Work instruction
The records below need to be restated word for word.
[Data under study]
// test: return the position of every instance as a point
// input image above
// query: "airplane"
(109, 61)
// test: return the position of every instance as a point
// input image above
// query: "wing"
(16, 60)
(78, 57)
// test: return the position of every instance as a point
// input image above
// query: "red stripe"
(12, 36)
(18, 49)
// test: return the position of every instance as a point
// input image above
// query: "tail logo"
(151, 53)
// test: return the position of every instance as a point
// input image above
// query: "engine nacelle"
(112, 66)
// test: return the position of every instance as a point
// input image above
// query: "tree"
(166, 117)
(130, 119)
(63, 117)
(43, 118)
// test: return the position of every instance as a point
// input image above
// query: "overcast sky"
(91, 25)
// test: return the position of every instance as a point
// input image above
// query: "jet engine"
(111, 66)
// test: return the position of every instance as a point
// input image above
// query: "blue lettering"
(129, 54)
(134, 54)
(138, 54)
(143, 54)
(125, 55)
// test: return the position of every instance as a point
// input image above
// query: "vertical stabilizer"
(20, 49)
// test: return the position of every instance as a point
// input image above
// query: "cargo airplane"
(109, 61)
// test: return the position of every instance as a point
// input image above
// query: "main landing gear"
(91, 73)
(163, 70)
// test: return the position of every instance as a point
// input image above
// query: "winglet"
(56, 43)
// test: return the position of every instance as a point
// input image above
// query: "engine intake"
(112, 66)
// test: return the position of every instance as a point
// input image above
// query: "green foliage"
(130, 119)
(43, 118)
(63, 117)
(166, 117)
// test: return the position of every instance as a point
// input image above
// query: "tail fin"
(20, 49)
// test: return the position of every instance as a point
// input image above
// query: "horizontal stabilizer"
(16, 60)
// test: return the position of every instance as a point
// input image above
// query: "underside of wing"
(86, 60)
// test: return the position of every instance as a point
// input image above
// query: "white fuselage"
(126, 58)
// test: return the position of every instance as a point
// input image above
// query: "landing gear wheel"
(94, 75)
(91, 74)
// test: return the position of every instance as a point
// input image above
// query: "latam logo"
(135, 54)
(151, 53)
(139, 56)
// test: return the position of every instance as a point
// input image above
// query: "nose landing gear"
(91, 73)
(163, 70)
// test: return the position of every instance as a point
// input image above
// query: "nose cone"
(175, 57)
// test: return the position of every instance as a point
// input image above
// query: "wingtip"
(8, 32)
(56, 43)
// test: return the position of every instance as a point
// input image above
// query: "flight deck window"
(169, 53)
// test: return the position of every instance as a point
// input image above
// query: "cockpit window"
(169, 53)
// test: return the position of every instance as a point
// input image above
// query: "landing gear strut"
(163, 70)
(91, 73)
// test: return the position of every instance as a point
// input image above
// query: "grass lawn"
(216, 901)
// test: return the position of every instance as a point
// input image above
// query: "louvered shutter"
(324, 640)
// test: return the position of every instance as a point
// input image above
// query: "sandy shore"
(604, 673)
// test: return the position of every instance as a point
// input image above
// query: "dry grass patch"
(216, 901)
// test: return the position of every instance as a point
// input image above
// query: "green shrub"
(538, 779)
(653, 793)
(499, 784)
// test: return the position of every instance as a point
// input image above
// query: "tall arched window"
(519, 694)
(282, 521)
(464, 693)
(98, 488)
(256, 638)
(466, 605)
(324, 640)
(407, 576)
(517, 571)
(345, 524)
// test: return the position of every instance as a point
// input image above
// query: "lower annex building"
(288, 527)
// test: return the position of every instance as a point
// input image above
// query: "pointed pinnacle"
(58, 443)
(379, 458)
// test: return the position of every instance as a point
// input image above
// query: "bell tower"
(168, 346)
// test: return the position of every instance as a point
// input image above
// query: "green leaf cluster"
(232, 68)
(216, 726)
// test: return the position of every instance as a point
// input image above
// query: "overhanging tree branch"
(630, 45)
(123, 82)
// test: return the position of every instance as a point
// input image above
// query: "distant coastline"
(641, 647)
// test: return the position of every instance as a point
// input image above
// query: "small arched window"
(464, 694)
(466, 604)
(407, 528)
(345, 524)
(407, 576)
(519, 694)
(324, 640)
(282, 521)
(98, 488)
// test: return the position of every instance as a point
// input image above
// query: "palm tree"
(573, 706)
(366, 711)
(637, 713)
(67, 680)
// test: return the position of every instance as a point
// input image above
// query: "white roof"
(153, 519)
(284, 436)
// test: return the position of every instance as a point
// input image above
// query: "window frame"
[/Data under study]
Solution to this problem
// test: return the position of every instance as a point
// input image above
// query: "airplane"
(109, 61)
// test: return the position of every instance as a point
// input image above
// query: "wing"
(16, 60)
(78, 57)
// test: return the position of every instance as a point
// input image above
// query: "red stripe"
(12, 36)
(18, 49)
// test: return the position of every instance as a point
// input image above
// query: "tail logo"
(151, 53)
// test: return the position of every instance as a point
// input image above
// query: "engine nacelle"
(112, 66)
// test: return the position of every instance as a point
// input image above
// query: "tree"
(166, 117)
(130, 119)
(63, 117)
(43, 118)
// test: return the position of every instance as a point
// input image above
// query: "overcast sky"
(91, 25)
// test: return the position of every instance as a point
// input image above
// query: "jet engine"
(111, 66)
// test: return the position of every instance as a point
// input image above
// query: "blue lettering"
(129, 54)
(134, 54)
(138, 54)
(143, 54)
(125, 55)
// test: return the position of every instance as a point
// input image above
// query: "vertical stabilizer"
(20, 49)
// test: return the position of every instance as a point
// input image above
// query: "cargo airplane"
(109, 61)
// test: return the position of every instance as a point
// input image above
// query: "main landing gear"
(91, 73)
(163, 70)
// test: return the position of every instance as a point
// input image above
// query: "winglet"
(56, 43)
// test: return the position of every instance as a point
// input image above
// query: "engine intake"
(112, 66)
// test: return the position of every instance as a point
// input image above
// query: "green foliage"
(130, 119)
(43, 118)
(63, 117)
(166, 117)
// test: return the position of every instance as a point
// input image above
// query: "tail fin"
(20, 49)
// test: return the position of every instance as a point
// input image above
// query: "horizontal stabilizer"
(16, 60)
// test: return the position of every instance as a point
// input image above
// query: "underside of wing"
(86, 60)
// test: return the position of every instance as a point
// input image above
// query: "white fuselage"
(126, 58)
// test: return the position of every instance as a point
// input image above
// query: "landing gear wheel"
(94, 75)
(91, 74)
// test: return the position of every instance as a point
// input image above
// query: "latam logo"
(135, 54)
(151, 53)
(139, 56)
// test: return the position of every instance as a point
// input image above
// query: "nose landing gear"
(91, 73)
(163, 70)
// test: return the position of every instance as a point
// input image above
// query: "nose cone"
(175, 57)
// test: return the position of every instance as a point
// input image above
// query: "wingtip"
(8, 32)
(56, 43)
// test: return the position of every instance as a point
// input image above
// query: "flight deck window"
(169, 53)
// test: return the position of every instance as a point
// input image above
// query: "cockpit window"
(169, 53)
// test: return the position of every instance as a point
// input image above
// query: "landing gear strut"
(163, 70)
(91, 73)
// test: return the position of every instance as a point
// input image above
// query: "grass lawn"
(216, 901)
// test: return the position of every instance as a point
// input image above
// query: "louvered shutter"
(324, 640)
// test: return the position of every instance as a point
// input image above
// query: "sandy shore"
(604, 673)
// test: return the position of every instance as a point
// input image above
// query: "dry grass patch"
(216, 901)
// test: return the position of every instance as a point
// input image above
// query: "green shrub"
(538, 779)
(653, 793)
(499, 784)
// test: return the position of every instance as a point
// input image above
// query: "tall arched window"
(519, 694)
(282, 521)
(464, 693)
(98, 488)
(256, 638)
(466, 605)
(324, 640)
(407, 576)
(517, 571)
(345, 524)
// test: return the position of every instance as a point
// input image above
// query: "lower annex building"
(288, 527)
// test: return the position of every instance as a point
// input image above
// query: "pointed pinnacle"
(58, 443)
(379, 458)
// test: return the position of every instance as a point
// input image above
// query: "bell tower"
(168, 346)
// test: return the position of every instance as a point
// input image above
// query: "green leaf cluster"
(232, 68)
(216, 726)
// test: return the position of every instance as a point
// input image above
// query: "overhanging tree branch"
(630, 45)
(123, 82)
// test: return the position of every instance as a point
// input image above
// query: "distant coastline"
(641, 647)
// test: return the position of every instance as a point
// input image above
// query: "small arched window"
(464, 694)
(466, 604)
(407, 528)
(345, 524)
(407, 576)
(519, 694)
(324, 640)
(282, 521)
(98, 488)
// test: return the position of every instance as a point
// input image above
// query: "palm tree"
(573, 706)
(366, 711)
(637, 713)
(67, 680)
// test: return the position of every instance as a point
// input image above
// query: "white roof"
(153, 519)
(284, 436)
// test: return the position of every instance as a point
// input image above
// query: "window frame"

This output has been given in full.